Supplied information
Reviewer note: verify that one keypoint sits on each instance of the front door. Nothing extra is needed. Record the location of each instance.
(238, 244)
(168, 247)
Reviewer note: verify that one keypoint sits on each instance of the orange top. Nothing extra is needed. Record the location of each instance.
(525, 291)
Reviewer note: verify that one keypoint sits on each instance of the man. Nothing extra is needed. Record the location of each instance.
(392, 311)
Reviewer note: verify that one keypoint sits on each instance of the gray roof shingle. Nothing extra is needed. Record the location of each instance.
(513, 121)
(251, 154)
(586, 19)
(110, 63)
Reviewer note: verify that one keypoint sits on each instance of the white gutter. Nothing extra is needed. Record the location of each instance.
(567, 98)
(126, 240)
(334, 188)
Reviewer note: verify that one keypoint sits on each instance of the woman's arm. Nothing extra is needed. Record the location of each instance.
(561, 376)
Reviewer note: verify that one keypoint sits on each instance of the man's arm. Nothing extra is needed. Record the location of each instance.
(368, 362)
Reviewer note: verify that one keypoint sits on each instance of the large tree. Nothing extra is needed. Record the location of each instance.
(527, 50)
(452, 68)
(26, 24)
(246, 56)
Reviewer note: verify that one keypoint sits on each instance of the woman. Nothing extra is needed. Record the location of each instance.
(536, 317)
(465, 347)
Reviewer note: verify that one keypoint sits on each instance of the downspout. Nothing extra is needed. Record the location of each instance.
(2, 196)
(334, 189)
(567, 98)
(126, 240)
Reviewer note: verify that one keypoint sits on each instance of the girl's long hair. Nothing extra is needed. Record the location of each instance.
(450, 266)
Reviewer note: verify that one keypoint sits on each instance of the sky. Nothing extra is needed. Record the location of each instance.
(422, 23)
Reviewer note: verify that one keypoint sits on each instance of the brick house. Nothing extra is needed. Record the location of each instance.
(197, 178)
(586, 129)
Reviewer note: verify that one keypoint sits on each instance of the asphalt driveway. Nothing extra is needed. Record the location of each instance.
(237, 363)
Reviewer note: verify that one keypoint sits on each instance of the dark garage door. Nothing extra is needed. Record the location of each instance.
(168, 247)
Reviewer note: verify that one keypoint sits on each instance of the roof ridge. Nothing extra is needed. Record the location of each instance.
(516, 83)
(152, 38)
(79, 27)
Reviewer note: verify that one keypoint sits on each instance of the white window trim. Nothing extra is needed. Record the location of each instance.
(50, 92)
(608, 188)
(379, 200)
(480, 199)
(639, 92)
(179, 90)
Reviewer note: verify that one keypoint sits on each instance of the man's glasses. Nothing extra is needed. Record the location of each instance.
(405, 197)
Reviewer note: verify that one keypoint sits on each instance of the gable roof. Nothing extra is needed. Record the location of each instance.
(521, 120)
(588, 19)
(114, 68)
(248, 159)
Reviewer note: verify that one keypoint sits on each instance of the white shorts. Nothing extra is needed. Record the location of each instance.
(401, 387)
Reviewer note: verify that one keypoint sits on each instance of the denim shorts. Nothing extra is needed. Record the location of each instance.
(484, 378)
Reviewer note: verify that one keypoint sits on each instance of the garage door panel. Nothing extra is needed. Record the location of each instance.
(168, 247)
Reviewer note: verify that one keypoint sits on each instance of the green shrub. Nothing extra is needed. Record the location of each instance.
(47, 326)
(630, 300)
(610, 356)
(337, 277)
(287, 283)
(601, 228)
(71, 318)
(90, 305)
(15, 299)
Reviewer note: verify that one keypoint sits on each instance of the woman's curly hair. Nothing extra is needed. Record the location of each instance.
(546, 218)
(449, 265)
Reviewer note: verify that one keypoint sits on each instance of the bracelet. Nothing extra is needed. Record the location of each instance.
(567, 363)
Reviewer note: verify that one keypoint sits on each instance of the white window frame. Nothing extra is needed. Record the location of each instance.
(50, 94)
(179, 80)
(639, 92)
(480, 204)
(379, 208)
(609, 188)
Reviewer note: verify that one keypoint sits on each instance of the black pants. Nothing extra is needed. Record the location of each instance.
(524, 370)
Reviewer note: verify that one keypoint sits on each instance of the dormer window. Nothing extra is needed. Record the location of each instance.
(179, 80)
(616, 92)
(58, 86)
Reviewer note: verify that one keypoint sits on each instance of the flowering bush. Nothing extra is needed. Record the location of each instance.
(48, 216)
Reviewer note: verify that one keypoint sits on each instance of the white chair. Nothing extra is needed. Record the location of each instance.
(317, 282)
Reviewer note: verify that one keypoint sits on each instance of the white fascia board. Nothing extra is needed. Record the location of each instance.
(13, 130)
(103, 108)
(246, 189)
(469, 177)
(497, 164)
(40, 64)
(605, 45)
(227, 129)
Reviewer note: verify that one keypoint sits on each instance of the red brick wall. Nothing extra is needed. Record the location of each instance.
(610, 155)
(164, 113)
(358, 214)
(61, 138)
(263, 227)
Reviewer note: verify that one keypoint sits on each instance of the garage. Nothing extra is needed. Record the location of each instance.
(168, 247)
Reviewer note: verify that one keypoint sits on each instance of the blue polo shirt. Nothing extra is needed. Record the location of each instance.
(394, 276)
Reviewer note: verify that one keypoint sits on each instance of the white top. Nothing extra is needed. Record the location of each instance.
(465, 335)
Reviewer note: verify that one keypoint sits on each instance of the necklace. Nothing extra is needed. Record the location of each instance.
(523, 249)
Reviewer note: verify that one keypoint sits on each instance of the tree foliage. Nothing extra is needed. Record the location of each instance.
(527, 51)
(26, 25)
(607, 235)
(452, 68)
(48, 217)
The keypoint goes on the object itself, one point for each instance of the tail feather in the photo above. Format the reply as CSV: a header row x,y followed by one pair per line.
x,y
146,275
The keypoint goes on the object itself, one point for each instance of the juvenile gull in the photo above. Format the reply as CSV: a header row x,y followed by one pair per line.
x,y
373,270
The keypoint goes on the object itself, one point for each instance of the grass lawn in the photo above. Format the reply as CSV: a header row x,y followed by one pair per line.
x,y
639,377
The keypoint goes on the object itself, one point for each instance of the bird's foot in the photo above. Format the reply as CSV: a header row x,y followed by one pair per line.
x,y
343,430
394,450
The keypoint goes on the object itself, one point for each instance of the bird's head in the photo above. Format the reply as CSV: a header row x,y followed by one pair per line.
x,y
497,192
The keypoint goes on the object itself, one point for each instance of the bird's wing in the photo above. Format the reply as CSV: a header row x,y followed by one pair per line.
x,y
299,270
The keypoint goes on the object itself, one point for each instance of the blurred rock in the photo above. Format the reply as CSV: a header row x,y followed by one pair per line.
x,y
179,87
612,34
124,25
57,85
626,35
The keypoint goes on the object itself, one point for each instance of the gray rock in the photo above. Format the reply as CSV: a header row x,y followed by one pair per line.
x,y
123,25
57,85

Exercise prompt
Copy out every one of the records above word for word, keeping each line as it stands.

Exercise output
Reviewer note: verify that one keypoint sits on each instance of the front door. Nothing extra is needed. Record the location of each instance.
(238, 244)
(168, 247)
Reviewer note: verify that one keypoint sits on each instance of the orange top. Nothing extra is needed. Record the location of each instance.
(525, 291)
Reviewer note: verify that one keypoint sits on each instance of the man. Nothing extra is needed. Record the location of each instance.
(392, 311)
Reviewer note: verify that one keypoint sits on each instance of the gray roof shingle. Nothing extra is needed. Record the location of each instance.
(513, 121)
(251, 154)
(586, 19)
(110, 63)
Reviewer note: verify that one keypoint sits on each instance of the white gutter. Nothing extra is needed. Record the location of each instance.
(567, 98)
(126, 240)
(334, 188)
Reviewer note: verify that one keypoint sits on each instance of the woman's arm. Nothing extra is needed. Record the location of each instance.
(561, 376)
Reviewer note: verify that one keypoint sits on each instance of the man's arm. Nothing extra is needed. Record the location of each instance.
(368, 362)
Reviewer note: verify that one keypoint sits on each instance of the large tree. Nothing extra is needed. Record the location of each instance.
(527, 50)
(452, 68)
(26, 24)
(246, 56)
Reviewer note: verify that one keypoint sits on each instance of the woman. Nothing extra is needed. Record the location of each instance.
(536, 317)
(465, 347)
Reviewer note: verify that one keypoint sits on each instance of the downspout. Nothing extra is needed. Record the location of each instance.
(2, 196)
(334, 189)
(567, 98)
(126, 240)
Reviewer note: verify that one keypoint sits on each instance of the girl's long hair. Nothing extra is needed. Record the location of each instance.
(450, 266)
Reviewer note: verify that one keypoint sits on each instance of the sky. Nothing extra is needed. Record the location of each instance.
(422, 23)
Reviewer note: verify that one keypoint sits on each instance of the brick house. Nothing extra is needed. Record the location of each instance.
(197, 178)
(586, 129)
Reviewer note: verify that one keypoint sits on each instance of the asphalt driveway. Nothing extra is needed. Record the location of each instance.
(237, 363)
Reviewer note: verify that one keypoint sits on each instance of the dark garage door. Nothing extra is needed. Record the location of each instance.
(168, 247)
Reviewer note: verify that one keypoint sits on each instance of the roof ridge. Nothing extra is needed. Record the location of each instance.
(516, 83)
(152, 38)
(79, 27)
Reviewer note: verify that one keypoint sits on each instance of the white window trim. Nothing extra is needed. Record the location of each instance.
(50, 92)
(608, 188)
(379, 200)
(480, 199)
(639, 92)
(179, 90)
Reviewer note: verify that one keypoint sits on each instance of the man's glasses. Nothing extra is needed. Record the location of each instance.
(405, 197)
Reviewer note: verify that one keypoint sits on each instance of the gable roof. Nothing extra is needed. Record the location of each instance.
(521, 120)
(588, 19)
(114, 68)
(248, 159)
Reviewer note: verify that one keypoint sits on each instance of the white shorts. Nothing extra is needed. Record the location of each instance.
(401, 387)
Reviewer note: verify that one keypoint sits on each instance of the denim shorts. Nothing extra is needed. Record the location of each instance.
(484, 378)
Reviewer note: verify that one keypoint sits on each instance of the garage door panel. Nothing extra is needed. Record the location of each instance.
(168, 247)
Reviewer note: verify that one keypoint sits on each instance of the green shrub. Nothing extra is needed. Record the location of each instance.
(47, 326)
(630, 300)
(610, 356)
(337, 277)
(287, 283)
(601, 228)
(71, 318)
(90, 305)
(15, 299)
Reviewer note: verify that one keypoint sits on each instance of the woman's curly hair. Nothing extra is needed. Record the location of each instance.
(546, 218)
(449, 265)
Reviewer note: verify that one keypoint sits on each instance of the bracelet. Nothing extra is needed. Record the location of each instance.
(567, 363)
Reviewer note: verify that one keypoint sits on each instance of the white window frame. Nothing extra is needed. Record the location of each instance.
(50, 94)
(179, 80)
(639, 92)
(480, 204)
(379, 208)
(609, 188)
Reviewer note: verify that one keypoint sits on each instance of the black pants. Nothing extra is needed. Record the location of each instance.
(524, 370)
Reviewer note: verify that one keypoint sits on each instance of the dormer window. Nothing extra is needed. Record the location of each instance.
(179, 80)
(616, 92)
(58, 86)
Reviewer note: verify that one keypoint sits on each instance of the flowering bush. Nothing extra is needed. Record the location of each instance.
(48, 216)
Reviewer note: verify that one keypoint sits on each instance of the white chair. Nothing extra is needed. Record the location of each instance.
(317, 282)
Reviewer note: verify that one keypoint sits on each instance of the white fascia board. Nothing extra is needed. Record the location of each instance.
(13, 130)
(103, 108)
(246, 189)
(469, 177)
(497, 164)
(40, 64)
(605, 45)
(227, 129)
Reviewer note: verify that one keypoint sits on each instance of the red brick wall. Nothing extra is needed. Record the location of each instance.
(610, 155)
(164, 113)
(358, 214)
(61, 138)
(263, 227)
Reviewer note: verify that one keypoint sits on each instance of the garage. Nothing extra is needed. Record the location of each instance.
(168, 247)
Reviewer note: verify that one keypoint sits on each instance of the blue polo shirt. Nothing extra is needed. Record the location of each instance.
(394, 276)
Reviewer note: verify that one keypoint sits on each instance of the white top. Nothing extra is needed. Record the location of each instance.
(465, 335)
Reviewer note: verify that one keypoint sits on each instance of the necklace. Nothing extra is needed. Record the location of each instance.
(523, 249)
Reviewer note: verify that one keypoint sits on each instance of the tree foliage. Nothing extra is needed. Record the location of each instance.
(527, 51)
(26, 25)
(607, 235)
(452, 68)
(48, 217)
The keypoint goes on the object itself, one point for each instance of the tail feather in the photo above. Format the reply as CSV: a header row x,y followed by one pair per line.
x,y
146,275
The keypoint goes on the object itself, one point for each instance of the juvenile gull in the photo above. Format the reply as CSV: a header row x,y followed by one pair per line.
x,y
373,270
The keypoint goes on the object itself, one point for each instance of the grass lawn in the photo above. Format the reply as CSV: a header row x,y followed by one pair per line.
x,y
639,377
The keypoint goes on the object itself, one point for each instance of the bird's foot in the photo above. Format the reply as CSV: a header row x,y followed by one pair per line.
x,y
343,430
394,450
The keypoint goes on the object itself, one point for each instance of the bird's head in the photo above. Format the reply as CSV: a header row x,y followed by one pair per line.
x,y
497,192
The keypoint goes on the object itself, one point for each instance of the bird's wing in the photo above. Format the reply as CSV: a header row x,y followed by one pair per line.
x,y
299,270
The keypoint goes on the object itself, one point for each instance of the blurred rock in the photo above. Format the reply as CSV: a header row x,y followed by one pair per line.
x,y
179,87
612,34
124,25
57,85
626,35
The keypoint goes on the object itself, one point for each instance of the gray rock in the photo above. Format the reply as CSV: a header row x,y followed by one pair per line.
x,y
123,25
57,85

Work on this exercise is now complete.